-- Directions --
Omit the pictures and extract only the lines from the line containing "--target=rocky ground --mode=segment" to the end of the material, each exactly as written.

-- Listing --
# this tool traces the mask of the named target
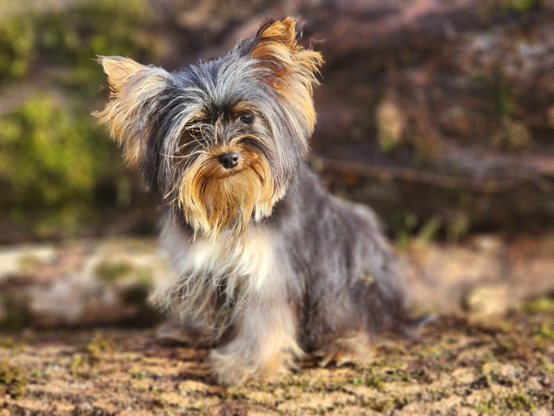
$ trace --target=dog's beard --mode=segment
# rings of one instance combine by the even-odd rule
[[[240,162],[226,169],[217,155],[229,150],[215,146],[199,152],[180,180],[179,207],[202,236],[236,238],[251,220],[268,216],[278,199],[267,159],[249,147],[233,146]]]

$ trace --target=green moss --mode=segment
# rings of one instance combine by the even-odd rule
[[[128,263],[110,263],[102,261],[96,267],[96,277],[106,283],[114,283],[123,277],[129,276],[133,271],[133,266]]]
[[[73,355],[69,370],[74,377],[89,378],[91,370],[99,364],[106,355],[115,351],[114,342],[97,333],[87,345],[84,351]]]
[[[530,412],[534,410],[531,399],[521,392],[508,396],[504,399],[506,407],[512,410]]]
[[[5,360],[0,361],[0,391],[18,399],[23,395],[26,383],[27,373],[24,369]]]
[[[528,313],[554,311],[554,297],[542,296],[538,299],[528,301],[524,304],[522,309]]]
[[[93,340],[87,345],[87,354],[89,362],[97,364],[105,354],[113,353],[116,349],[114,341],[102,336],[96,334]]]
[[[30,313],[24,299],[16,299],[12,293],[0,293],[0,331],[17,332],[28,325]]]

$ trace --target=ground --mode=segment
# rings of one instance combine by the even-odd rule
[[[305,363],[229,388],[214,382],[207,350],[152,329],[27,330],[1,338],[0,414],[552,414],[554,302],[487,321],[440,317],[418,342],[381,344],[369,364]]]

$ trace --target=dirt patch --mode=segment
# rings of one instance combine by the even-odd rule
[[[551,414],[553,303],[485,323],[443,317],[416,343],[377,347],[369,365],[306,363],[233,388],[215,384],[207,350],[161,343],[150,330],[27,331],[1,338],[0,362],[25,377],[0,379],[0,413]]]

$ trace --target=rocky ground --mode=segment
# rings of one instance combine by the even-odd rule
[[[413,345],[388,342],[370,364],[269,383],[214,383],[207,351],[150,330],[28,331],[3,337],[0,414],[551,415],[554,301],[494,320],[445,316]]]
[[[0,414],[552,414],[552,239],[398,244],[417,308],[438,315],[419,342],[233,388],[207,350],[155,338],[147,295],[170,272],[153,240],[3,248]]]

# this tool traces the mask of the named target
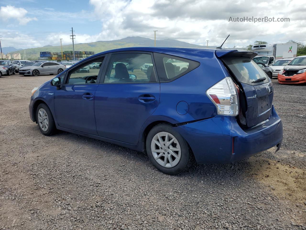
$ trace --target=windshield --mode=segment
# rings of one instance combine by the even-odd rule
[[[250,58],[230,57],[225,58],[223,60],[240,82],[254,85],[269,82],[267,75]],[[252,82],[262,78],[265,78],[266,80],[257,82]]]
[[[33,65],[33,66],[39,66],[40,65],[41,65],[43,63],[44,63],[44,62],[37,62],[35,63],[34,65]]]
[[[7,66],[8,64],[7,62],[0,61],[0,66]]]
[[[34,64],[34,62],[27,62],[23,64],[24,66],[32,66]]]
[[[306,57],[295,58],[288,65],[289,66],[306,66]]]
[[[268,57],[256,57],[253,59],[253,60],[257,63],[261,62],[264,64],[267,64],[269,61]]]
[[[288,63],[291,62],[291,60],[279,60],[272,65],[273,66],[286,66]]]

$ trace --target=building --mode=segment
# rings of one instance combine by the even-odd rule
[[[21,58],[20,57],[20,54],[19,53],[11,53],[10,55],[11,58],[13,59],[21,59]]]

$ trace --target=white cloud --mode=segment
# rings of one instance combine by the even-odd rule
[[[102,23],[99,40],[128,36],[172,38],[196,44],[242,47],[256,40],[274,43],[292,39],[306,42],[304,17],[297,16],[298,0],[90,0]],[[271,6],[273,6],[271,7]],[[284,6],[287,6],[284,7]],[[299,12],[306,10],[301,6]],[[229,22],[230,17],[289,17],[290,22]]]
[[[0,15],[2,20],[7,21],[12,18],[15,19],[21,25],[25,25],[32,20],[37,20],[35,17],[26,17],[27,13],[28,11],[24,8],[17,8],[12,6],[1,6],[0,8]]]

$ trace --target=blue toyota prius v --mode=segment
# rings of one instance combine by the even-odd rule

-- Task response --
$ trace --target=rocky ground --mode=segment
# rings of one instance combine by the even-odd rule
[[[413,345],[388,342],[370,364],[269,383],[214,383],[207,351],[150,330],[28,331],[3,337],[0,414],[551,415],[554,301],[494,320],[445,316]]]
[[[0,414],[552,414],[552,239],[398,244],[417,308],[438,315],[419,342],[233,388],[207,350],[155,338],[147,295],[170,272],[153,240],[3,248]]]

# this tool traces the mask of the named target
$ trace --target=windshield --mode=segment
# rings of one instance combine by the even-odd rule
[[[250,58],[230,57],[225,58],[223,60],[240,82],[254,85],[269,82],[267,75]],[[252,82],[262,78],[265,78],[266,80],[257,82]]]
[[[33,65],[33,66],[39,66],[40,65],[41,65],[43,63],[44,63],[44,62],[37,62],[35,63],[34,65]]]
[[[7,66],[8,64],[7,62],[0,61],[0,66]]]
[[[34,64],[34,62],[27,62],[23,64],[24,66],[32,66]]]
[[[306,57],[295,58],[288,65],[289,66],[306,66]]]
[[[268,57],[256,57],[253,59],[253,60],[257,63],[261,62],[264,64],[267,64],[269,61]]]
[[[288,63],[291,62],[291,60],[279,60],[272,65],[273,66],[286,66]]]

$ trace --target=building --mode=segment
# rings of one instance combine by the even-odd rule
[[[21,58],[20,57],[20,54],[19,53],[11,53],[10,55],[11,58],[13,59],[21,59]]]

$ trace --target=white cloud --mode=segment
# rings of one instance combine by the even-odd rule
[[[102,23],[99,40],[128,36],[172,38],[196,44],[242,47],[256,40],[274,43],[292,39],[306,42],[304,17],[297,16],[298,0],[90,0]],[[271,6],[273,6],[271,7]],[[284,6],[287,6],[284,7]],[[299,12],[306,10],[301,6]],[[229,22],[230,17],[289,17],[290,22]]]
[[[0,15],[2,20],[7,21],[12,18],[15,19],[21,25],[25,25],[32,20],[37,20],[35,17],[26,17],[27,13],[28,11],[24,8],[17,8],[12,6],[1,6],[0,8]]]

$ trace --target=blue toyota prius v --mode=segment
# rings of one instance combine by the even-odd rule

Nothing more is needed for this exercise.